═════ Data shown
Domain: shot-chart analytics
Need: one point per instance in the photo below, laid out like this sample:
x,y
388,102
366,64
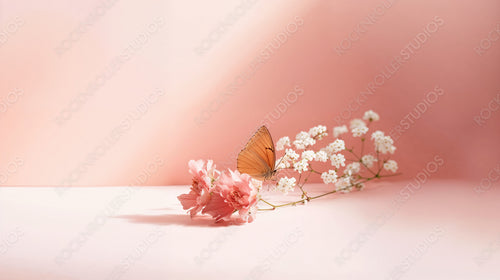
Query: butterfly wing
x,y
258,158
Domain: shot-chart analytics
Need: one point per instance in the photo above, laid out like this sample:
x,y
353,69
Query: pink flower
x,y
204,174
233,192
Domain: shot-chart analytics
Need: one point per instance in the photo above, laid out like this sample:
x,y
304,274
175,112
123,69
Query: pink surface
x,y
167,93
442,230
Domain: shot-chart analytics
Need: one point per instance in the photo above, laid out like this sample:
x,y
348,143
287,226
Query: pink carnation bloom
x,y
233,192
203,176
══════════
═════ Data shown
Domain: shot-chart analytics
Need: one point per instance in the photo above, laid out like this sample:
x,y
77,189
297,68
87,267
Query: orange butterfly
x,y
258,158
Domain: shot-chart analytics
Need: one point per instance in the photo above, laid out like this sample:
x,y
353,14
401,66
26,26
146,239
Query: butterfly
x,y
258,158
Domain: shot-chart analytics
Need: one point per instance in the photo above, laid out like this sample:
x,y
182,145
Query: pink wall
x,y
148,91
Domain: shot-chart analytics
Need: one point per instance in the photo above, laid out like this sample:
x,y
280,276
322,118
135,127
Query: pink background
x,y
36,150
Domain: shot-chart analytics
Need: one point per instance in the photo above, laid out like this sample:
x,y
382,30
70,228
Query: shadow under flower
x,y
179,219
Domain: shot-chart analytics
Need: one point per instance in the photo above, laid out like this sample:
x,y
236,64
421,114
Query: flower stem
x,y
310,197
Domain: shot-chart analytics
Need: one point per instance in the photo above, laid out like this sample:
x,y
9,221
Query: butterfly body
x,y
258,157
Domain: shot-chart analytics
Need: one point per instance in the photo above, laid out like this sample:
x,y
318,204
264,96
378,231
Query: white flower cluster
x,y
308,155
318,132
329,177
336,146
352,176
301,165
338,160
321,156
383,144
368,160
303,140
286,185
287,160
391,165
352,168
══════════
═════ Data shown
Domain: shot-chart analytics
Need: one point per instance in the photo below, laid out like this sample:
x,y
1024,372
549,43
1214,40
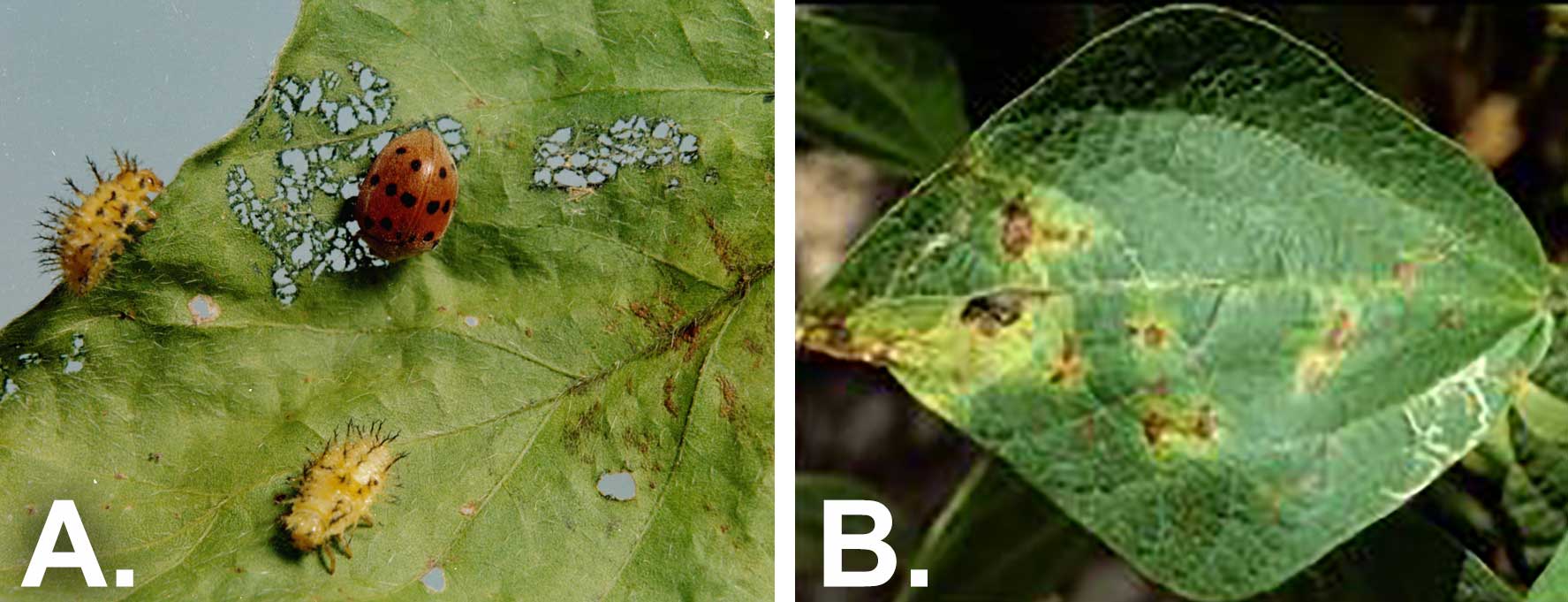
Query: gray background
══════════
# Task objective:
Show every line of the records that contains the string "background", matching case exactly.

# Task solution:
Query: pink background
Query: gray background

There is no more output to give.